===== SEITENTEXT

Protagonist ist der Taxifahrer Vincent – nicht sonderlich glücklich in seinem Beruf, auch sonst vom Leben gebeutelt, seine 16-jährige Tochter Anna der einzige Lichtblick. Wir erfahren von den Täxlertricks, wie man den Zombies und Typen in Saufuniform aus dem Weg gehen oder wo man die Wiesen anfahren muss, um keinen vollgekotzten Rücksitz zu bekommen. Und wir selbst kennen die rücksichtslose Eiligkeit gewisser Fahrgäste: „Schneller! Schneller! Mein Flieger geht!“, der Fahrer ist es dann, der mit dem Strafzettel dasteht.

==========
===== DATENSATZINHALT

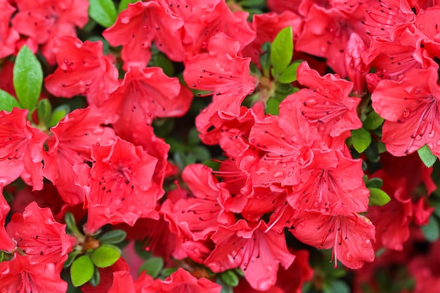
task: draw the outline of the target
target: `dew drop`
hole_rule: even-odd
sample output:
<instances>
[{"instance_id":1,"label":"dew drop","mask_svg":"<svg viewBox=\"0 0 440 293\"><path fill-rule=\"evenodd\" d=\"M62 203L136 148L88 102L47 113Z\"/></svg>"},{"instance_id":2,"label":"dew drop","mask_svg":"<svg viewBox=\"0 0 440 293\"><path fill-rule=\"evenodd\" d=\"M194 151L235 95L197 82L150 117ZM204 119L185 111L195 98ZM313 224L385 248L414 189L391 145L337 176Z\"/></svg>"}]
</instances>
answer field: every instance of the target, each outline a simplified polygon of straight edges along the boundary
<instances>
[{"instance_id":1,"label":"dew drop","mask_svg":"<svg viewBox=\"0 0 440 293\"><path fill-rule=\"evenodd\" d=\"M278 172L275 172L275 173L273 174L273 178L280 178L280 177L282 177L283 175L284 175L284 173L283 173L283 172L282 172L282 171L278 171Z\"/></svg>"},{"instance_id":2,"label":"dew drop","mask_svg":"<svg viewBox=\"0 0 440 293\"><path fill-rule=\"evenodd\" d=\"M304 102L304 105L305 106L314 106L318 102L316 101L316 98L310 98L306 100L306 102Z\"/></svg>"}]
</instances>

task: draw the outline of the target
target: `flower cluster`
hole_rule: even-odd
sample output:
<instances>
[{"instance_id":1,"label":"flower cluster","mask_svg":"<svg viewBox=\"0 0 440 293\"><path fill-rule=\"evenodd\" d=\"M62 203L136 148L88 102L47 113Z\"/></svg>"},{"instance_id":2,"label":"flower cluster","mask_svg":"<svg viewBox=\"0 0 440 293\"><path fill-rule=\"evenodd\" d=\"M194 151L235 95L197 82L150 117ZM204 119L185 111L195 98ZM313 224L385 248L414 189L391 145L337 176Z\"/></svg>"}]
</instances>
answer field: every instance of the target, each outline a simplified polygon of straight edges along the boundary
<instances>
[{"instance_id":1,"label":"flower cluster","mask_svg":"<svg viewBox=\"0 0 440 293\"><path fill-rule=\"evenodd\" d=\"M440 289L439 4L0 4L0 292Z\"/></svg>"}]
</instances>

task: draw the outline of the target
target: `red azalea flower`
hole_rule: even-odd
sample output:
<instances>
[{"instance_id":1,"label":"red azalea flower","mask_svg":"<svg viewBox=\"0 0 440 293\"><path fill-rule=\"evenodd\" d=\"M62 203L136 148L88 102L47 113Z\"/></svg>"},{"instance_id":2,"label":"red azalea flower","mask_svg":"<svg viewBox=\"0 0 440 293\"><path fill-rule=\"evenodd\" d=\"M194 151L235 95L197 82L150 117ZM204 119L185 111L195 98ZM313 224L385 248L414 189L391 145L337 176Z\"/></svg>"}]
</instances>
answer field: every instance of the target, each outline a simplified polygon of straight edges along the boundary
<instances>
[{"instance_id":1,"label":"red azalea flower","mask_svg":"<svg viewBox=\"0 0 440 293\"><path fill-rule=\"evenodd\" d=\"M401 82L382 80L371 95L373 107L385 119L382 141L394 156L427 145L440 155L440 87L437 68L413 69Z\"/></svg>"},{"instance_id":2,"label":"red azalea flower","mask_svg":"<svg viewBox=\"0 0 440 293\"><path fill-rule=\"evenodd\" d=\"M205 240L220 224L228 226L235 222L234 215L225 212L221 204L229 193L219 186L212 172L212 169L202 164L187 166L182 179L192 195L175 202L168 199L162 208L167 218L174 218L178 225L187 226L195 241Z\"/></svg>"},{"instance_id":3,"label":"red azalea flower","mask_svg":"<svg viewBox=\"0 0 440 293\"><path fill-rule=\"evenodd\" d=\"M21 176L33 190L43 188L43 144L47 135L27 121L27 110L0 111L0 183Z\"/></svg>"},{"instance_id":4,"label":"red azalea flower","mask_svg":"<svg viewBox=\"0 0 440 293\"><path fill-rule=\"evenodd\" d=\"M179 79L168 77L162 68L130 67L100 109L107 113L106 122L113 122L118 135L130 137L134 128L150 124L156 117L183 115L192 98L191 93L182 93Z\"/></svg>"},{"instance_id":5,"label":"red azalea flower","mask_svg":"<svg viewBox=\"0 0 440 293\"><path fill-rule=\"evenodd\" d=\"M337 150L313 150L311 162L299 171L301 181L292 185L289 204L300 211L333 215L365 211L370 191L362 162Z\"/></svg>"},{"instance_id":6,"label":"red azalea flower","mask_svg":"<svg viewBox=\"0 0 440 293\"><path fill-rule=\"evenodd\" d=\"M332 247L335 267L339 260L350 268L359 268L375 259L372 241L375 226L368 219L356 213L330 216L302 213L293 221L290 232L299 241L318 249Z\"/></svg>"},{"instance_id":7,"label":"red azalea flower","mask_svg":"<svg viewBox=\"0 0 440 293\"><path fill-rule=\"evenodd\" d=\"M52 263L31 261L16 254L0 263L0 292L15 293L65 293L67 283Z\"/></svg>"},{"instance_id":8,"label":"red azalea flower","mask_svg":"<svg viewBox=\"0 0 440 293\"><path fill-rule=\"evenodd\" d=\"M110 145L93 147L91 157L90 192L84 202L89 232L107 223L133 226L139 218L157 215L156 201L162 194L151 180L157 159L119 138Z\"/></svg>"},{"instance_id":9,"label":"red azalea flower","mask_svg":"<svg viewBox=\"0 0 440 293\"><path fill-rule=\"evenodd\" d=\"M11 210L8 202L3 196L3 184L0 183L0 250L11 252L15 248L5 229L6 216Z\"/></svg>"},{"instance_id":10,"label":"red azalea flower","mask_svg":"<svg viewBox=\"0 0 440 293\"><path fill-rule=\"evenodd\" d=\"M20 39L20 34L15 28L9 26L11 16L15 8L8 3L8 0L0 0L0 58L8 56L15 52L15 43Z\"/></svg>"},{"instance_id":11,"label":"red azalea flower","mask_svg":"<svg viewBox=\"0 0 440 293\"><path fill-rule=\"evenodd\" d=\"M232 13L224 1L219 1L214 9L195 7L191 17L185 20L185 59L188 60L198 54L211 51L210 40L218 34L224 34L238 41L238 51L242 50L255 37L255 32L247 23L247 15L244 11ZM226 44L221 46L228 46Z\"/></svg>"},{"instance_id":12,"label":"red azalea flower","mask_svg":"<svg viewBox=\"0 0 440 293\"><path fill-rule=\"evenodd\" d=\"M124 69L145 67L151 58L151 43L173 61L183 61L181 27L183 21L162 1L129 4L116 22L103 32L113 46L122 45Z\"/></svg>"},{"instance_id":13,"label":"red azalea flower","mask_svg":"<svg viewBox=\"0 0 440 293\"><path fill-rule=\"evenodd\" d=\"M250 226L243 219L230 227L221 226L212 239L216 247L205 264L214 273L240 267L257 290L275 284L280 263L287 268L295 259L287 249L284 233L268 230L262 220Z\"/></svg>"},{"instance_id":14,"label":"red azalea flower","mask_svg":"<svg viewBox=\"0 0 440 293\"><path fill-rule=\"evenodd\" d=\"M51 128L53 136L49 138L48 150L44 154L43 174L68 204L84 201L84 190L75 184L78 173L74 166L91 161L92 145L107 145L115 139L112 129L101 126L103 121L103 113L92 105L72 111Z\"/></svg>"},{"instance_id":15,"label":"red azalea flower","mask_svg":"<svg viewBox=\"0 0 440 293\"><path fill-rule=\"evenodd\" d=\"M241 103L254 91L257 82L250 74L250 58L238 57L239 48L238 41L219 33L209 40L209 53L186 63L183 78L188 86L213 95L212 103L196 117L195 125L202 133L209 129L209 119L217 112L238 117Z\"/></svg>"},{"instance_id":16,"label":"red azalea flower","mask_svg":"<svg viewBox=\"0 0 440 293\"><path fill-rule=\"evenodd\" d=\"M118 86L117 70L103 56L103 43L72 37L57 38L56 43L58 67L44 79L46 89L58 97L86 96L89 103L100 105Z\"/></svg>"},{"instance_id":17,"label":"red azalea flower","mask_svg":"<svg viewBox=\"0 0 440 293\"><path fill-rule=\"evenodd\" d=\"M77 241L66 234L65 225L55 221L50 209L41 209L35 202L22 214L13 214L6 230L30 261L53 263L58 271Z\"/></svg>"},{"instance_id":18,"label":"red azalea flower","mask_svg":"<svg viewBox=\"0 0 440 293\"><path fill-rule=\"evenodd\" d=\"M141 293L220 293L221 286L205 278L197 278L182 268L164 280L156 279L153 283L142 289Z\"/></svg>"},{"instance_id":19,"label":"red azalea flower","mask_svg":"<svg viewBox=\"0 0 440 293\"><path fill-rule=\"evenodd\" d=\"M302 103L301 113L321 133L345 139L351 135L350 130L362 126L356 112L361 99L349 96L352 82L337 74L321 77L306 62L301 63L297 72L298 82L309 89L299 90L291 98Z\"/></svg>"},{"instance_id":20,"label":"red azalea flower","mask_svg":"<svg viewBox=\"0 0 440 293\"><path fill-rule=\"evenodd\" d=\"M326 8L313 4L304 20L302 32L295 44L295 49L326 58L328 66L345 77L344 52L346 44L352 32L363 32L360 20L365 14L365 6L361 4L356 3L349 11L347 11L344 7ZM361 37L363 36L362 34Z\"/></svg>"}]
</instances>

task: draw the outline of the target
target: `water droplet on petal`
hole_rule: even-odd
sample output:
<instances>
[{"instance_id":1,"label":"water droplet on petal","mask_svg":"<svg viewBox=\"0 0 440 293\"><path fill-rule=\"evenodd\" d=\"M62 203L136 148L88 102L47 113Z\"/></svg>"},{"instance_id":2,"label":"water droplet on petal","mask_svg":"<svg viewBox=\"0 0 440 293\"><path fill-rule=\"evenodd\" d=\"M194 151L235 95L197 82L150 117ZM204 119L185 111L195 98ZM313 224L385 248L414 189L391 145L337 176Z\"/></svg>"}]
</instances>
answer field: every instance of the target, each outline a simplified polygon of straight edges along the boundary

==========
===== DATENSATZINHALT

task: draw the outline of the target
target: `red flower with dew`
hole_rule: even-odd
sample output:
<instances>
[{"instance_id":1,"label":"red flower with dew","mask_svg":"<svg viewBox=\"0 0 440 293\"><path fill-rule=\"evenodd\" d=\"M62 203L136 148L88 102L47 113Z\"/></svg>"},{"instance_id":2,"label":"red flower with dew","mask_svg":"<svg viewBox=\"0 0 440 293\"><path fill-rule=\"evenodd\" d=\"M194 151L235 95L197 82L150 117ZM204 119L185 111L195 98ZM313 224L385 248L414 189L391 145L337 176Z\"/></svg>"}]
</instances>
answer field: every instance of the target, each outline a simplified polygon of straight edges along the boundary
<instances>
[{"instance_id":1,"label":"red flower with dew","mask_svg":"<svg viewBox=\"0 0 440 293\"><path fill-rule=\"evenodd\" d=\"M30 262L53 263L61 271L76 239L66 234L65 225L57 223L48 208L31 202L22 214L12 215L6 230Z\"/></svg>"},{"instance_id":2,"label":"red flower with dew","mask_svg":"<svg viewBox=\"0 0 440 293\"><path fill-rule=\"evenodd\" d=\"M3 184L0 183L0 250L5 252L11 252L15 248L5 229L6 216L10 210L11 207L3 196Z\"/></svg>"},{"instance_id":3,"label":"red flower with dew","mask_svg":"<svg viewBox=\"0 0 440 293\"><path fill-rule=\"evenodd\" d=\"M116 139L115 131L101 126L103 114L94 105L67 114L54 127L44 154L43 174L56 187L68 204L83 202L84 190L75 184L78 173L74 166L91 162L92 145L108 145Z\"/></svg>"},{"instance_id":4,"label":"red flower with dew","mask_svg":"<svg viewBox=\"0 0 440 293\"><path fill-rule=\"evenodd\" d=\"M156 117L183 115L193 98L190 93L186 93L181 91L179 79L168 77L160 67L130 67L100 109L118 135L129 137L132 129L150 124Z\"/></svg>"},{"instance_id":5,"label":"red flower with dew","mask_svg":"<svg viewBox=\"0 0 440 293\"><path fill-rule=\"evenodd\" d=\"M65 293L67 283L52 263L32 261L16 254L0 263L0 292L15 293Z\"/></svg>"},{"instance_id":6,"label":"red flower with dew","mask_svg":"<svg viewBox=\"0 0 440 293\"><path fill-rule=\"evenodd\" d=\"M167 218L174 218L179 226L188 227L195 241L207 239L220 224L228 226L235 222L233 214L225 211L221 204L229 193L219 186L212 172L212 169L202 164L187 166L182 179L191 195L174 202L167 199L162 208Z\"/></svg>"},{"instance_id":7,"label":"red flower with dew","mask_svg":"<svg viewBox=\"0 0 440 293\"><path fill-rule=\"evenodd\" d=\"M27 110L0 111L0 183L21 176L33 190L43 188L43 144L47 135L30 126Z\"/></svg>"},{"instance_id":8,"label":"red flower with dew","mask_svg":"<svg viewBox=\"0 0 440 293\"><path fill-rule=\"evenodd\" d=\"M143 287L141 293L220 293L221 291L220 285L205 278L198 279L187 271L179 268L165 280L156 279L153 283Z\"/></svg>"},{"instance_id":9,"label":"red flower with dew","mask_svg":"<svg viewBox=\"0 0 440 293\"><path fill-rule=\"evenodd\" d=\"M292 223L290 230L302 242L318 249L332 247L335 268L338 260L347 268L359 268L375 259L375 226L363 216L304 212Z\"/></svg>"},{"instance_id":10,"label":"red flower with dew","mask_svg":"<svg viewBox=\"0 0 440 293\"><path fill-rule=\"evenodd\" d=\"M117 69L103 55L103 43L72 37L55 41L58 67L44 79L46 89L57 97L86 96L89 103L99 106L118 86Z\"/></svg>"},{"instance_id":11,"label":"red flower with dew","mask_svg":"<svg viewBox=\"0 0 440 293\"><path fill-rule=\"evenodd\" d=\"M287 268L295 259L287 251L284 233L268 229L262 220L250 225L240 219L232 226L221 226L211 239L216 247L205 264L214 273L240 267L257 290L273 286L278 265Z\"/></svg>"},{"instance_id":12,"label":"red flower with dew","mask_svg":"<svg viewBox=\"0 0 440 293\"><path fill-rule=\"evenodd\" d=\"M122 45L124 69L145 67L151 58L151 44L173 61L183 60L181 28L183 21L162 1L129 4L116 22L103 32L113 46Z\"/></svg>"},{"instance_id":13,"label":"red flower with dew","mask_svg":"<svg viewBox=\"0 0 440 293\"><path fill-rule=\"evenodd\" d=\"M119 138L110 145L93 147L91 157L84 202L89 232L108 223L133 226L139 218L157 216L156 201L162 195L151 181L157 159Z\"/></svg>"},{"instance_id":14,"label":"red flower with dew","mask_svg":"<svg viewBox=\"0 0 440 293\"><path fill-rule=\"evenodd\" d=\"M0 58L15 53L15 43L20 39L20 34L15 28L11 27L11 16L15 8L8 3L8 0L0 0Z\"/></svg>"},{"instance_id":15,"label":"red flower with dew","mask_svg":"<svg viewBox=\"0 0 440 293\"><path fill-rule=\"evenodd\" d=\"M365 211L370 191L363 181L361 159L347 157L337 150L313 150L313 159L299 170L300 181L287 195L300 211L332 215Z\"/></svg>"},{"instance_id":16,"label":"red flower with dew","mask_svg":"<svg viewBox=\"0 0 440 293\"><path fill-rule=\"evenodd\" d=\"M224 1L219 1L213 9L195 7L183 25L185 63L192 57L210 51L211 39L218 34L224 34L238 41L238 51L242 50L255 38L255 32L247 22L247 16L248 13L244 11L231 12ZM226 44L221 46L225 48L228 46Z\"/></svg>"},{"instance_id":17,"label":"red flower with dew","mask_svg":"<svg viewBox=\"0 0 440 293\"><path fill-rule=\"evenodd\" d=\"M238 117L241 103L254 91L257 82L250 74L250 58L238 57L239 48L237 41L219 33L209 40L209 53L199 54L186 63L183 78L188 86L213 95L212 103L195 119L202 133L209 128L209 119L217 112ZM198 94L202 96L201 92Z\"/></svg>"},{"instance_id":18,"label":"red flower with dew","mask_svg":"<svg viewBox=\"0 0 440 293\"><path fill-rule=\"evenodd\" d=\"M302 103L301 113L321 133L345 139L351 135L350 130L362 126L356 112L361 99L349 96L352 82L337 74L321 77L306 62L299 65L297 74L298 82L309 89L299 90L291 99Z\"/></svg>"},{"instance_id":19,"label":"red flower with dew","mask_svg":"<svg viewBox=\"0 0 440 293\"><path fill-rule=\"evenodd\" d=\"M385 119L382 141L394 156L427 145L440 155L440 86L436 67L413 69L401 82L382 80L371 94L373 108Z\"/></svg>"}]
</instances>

==========
===== DATENSATZINHALT

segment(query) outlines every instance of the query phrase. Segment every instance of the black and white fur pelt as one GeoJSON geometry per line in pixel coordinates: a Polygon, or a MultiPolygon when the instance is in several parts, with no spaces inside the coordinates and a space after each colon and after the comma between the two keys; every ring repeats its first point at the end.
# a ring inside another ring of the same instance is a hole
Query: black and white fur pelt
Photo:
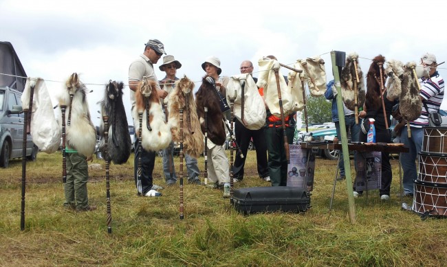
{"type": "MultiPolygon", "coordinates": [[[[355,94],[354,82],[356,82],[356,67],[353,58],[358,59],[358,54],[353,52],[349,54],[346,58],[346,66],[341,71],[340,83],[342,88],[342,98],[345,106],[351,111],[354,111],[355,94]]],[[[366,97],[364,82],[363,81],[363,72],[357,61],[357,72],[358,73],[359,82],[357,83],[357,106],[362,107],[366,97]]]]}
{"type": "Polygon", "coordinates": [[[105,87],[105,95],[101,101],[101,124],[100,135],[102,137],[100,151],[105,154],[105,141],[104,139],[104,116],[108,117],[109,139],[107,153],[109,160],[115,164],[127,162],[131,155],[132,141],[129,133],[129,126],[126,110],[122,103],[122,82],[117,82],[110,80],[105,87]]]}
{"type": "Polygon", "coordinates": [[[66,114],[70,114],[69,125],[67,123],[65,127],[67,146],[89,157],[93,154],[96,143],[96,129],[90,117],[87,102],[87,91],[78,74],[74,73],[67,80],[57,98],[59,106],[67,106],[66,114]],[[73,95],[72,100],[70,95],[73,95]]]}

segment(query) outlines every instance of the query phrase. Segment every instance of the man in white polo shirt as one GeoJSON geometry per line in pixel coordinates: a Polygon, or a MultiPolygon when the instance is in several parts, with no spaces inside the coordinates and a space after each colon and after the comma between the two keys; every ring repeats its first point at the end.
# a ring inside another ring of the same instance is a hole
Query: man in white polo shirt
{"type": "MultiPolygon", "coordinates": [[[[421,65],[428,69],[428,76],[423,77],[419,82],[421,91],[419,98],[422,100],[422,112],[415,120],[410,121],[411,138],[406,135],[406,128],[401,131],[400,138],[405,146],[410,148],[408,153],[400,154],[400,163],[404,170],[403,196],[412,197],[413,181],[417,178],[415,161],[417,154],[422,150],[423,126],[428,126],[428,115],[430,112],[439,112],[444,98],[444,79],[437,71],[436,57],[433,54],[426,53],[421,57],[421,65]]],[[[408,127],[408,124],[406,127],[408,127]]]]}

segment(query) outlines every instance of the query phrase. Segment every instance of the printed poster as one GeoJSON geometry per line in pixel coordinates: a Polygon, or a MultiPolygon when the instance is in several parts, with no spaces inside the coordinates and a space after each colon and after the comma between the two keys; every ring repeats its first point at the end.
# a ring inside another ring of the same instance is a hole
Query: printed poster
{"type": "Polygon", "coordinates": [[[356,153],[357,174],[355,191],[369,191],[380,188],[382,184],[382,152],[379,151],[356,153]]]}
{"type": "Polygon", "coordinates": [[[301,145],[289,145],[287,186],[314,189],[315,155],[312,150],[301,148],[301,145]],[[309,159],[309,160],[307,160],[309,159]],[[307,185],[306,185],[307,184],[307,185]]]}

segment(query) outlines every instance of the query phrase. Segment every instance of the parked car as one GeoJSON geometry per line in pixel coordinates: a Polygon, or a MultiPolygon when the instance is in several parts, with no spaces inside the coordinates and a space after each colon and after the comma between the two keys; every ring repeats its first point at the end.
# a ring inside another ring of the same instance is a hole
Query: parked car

==========

● **ZU ERLEDIGEN**
1. Aktualisiere in der Liste die Zeilen, beginnend bei der Zeile mit „of the parked“ und endend bei der Zeile mit „Query: parked car“. Ersetze darin „parked car“ durch „delivery van“ und gib diese Zeilen sonst unverändert vollständig wieder.
2. Schreib den Seitentext über den Taxifahrer Vincent nach seinem letzten Satz weiter.

● **ERGEBNISSE**
1.
segment(query) outlines every instance of the query phrase. Segment every instance of the delivery van as one GeoJSON geometry per line in pixel coordinates: a Polygon, or a MultiPolygon when the instance is in several parts, with no spaces inside the coordinates and a space after each colon and after the comma between the two keys; every ring repeats its first point at the end.
# a ring inside another ring of the same instance is a hole
Query: delivery van

2.
Schmolke erzählt schwarzweiß. Expressiv und immer passgenau. In seinem Nachwort schreibt er: „Zeichnen und Taxifahren haben gewisse Parallelen. Das Suchen einer Fahrtroute ist ähnlich dem Ziehen einer Linie mit dem Stift. Manchmal perfekt und manchmal krakelig. Während der Fahrt füllt sich das Blatt mehr und mehr. Bis zum Ende der Fahrt entsteht so ein Bild des Fahrgastes.“ Nicht weil es dem nachgemacht wäre, sondern weil in der Erzählhaltung ebenso souverän, musste ich öfter an Scorseses Meisterwerk „Taxi Driver“ von 1976 denken: Szenen für die Ewigkeit und perfekt gesetzte Pointen, die Kamera ständig in Bewegung. Für einen bestimmten Moment lässt Schmolke sich Zeit bis Seite 344. In diesem 1132 Gramm schweren Buch ist kein Strich zu viel. Absolut ortskundig geht es durch viele Kurven. Diesem Fahrer würde man im echten Leben gerne ein dickes Trinkgeld geben.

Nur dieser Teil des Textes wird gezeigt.